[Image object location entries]
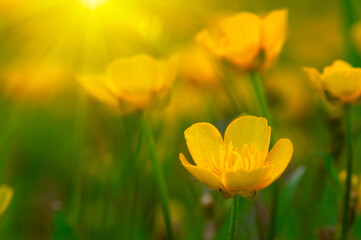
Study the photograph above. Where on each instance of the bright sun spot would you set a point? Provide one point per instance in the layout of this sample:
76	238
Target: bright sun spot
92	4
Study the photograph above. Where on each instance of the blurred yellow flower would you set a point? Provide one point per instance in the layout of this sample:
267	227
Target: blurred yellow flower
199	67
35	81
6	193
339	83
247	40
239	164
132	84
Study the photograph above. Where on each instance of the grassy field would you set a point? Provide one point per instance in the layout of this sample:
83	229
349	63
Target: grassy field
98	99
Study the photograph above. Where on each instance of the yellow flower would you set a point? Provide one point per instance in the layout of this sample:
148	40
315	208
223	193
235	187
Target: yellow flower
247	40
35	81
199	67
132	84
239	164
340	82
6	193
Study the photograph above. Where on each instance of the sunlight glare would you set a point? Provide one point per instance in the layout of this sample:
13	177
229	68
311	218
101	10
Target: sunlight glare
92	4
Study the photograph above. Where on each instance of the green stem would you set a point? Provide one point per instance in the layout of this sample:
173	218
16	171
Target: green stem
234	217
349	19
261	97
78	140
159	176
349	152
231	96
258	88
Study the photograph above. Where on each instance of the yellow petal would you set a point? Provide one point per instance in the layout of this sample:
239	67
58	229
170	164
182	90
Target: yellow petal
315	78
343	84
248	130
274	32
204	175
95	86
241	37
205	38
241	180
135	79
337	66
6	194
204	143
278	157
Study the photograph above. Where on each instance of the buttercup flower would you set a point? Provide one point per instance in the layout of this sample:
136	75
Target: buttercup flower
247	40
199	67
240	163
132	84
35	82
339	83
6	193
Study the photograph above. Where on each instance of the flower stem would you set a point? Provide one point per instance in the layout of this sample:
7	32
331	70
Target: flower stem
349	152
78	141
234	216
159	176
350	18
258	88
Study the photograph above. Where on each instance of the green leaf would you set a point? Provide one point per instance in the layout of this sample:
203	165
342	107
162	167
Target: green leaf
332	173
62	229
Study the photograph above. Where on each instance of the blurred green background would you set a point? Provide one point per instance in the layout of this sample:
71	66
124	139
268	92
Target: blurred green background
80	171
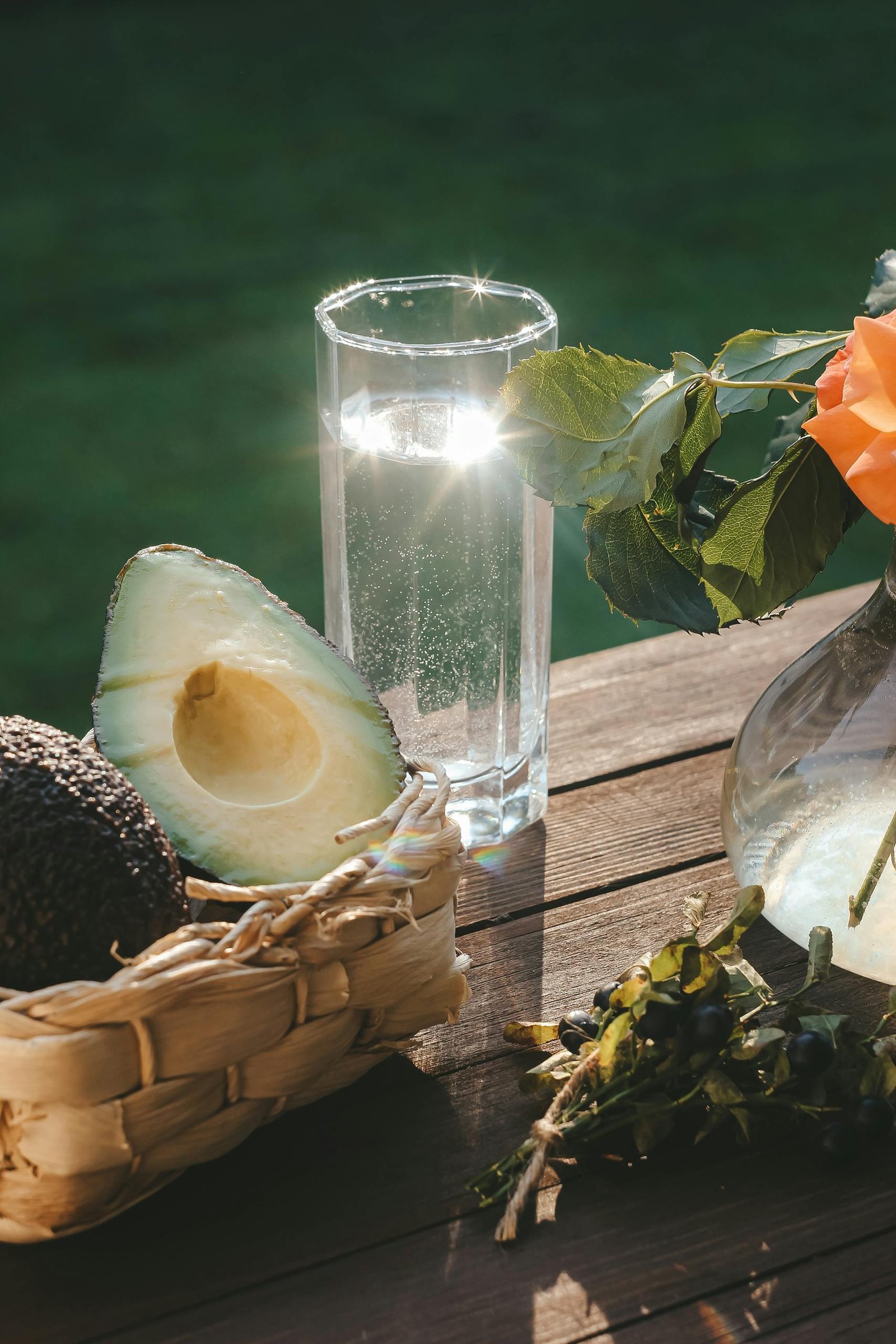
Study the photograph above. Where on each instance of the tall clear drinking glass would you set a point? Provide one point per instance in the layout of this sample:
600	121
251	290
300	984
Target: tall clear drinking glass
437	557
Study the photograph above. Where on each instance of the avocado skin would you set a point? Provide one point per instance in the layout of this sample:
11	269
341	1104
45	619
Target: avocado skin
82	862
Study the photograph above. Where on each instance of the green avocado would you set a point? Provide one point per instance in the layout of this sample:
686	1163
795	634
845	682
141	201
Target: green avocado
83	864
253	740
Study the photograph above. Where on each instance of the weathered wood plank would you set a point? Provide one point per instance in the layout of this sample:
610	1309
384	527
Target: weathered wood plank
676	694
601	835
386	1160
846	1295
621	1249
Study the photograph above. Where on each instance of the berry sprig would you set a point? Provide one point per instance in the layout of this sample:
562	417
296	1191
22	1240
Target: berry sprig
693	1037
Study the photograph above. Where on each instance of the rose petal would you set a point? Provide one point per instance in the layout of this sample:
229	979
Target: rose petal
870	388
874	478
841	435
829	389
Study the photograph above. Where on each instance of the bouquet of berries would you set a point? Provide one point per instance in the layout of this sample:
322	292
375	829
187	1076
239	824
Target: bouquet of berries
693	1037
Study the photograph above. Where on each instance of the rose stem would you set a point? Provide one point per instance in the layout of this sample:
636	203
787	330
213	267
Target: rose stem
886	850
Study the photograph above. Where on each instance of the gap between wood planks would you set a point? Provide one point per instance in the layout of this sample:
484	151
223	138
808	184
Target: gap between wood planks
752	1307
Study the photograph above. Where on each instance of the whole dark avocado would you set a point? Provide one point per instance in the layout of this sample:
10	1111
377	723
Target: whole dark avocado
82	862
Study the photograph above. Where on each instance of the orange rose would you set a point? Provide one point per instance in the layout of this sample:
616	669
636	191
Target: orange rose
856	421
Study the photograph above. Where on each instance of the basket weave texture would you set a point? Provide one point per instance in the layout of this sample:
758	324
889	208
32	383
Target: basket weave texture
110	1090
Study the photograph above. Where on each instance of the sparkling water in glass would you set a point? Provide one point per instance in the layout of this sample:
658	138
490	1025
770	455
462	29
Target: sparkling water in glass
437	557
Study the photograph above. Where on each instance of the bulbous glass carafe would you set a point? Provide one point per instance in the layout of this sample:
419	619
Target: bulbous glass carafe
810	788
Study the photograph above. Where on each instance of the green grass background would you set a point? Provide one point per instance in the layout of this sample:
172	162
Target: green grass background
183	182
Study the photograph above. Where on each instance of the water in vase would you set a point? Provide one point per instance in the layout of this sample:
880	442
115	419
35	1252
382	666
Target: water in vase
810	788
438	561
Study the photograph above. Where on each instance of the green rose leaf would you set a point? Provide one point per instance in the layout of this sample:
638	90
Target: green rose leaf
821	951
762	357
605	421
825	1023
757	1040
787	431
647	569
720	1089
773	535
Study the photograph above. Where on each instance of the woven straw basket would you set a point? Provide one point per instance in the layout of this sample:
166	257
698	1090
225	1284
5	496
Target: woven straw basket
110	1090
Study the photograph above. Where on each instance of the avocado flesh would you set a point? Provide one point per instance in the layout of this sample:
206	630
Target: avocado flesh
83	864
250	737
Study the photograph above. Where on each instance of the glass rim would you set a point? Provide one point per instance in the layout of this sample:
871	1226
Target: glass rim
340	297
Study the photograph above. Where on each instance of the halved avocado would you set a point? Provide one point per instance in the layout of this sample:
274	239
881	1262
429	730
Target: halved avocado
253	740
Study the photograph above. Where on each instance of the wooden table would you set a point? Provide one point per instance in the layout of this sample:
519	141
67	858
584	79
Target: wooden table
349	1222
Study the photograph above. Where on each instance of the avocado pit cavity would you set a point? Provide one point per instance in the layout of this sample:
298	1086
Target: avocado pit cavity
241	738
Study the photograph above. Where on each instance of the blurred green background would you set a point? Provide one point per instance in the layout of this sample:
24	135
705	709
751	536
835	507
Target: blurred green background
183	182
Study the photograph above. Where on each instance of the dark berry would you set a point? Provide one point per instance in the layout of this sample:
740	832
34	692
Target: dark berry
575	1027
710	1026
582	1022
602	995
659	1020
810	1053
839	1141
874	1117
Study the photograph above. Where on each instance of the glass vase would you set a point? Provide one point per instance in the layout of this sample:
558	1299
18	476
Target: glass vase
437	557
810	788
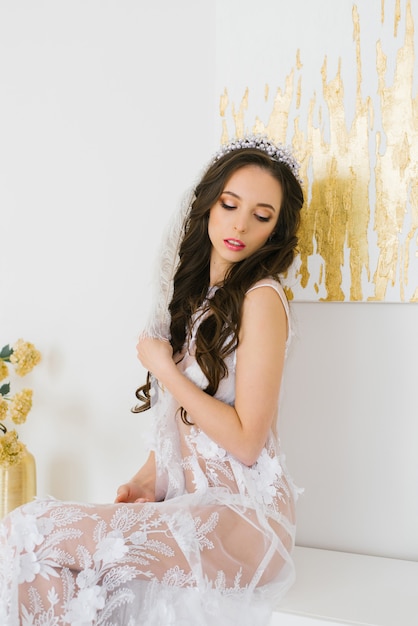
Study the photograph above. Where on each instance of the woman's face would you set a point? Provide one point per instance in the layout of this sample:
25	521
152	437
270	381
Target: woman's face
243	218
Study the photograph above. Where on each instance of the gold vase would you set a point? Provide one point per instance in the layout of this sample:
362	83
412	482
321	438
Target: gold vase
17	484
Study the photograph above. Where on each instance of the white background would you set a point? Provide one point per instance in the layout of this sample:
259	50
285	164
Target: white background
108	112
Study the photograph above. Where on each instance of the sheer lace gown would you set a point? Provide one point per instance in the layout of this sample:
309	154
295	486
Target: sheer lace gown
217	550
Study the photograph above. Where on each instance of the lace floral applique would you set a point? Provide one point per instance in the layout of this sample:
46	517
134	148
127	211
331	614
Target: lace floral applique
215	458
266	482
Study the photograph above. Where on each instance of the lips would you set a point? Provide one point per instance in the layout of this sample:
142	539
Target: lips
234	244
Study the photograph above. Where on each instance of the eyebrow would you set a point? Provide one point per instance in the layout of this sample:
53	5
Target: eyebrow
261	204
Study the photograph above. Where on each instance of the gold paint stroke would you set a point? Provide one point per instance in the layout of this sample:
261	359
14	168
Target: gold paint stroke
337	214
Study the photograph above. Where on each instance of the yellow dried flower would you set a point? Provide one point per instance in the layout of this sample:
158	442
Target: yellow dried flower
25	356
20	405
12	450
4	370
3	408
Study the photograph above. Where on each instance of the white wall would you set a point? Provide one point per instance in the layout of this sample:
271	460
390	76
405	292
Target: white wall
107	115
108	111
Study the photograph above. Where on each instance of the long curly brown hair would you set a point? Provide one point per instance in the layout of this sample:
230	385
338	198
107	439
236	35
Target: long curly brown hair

[Given task] Copy out exactly the lines from the line with "Study the photograph above. Where on each instance of the sheer" to the end of the listing, including both of those lines, and give nothing else.

[Task answer]
Study the photograph above. Where on each instance of the sheer lace gown would you set a point? Provide one point per instance in the layout of this sample:
309	154
295	486
Target: sheer lace gown
217	550
Study the photograph above. Where on each instance of the lace floral applique would you set a point? Provide one point per instance in the layout of this sample:
46	517
134	148
127	211
331	614
Target: lace floral applique
215	458
266	482
Study the photograph above. Where on each instance of the lips would you set a point? Provide one point per instance in the layout of this sample:
142	539
Target: lips
234	244
Study the photograph above. Where on each instance of the eyebrow would you set a point? Provide one point per instance in the layout of this sample:
53	5
Target: eyebrow
261	204
Study the photograph above. Where on each instance of the gold paint stroke would you set a point? Provide one point per instance in the layout of this sample:
261	359
14	168
Target: gold paint stroke
337	214
Study the photograph above. Where on each instance of the yellow dried flower would you set a point? Provide one point per instance in the layout of this sample:
158	442
Target: yellow dried flower
25	356
20	405
12	450
4	370
3	408
Study the photograph above. Where on each instance of the white wall would you set a point? Provide one point per instance in the layout of this sample:
271	460
390	76
405	292
Target: white wall
107	115
108	111
Study the photograph above. Where on each instance of the long curly brown hair would you set a point? Provide one point per instance in the layout of this sample:
230	385
338	198
107	439
236	35
Target: long curly brown hair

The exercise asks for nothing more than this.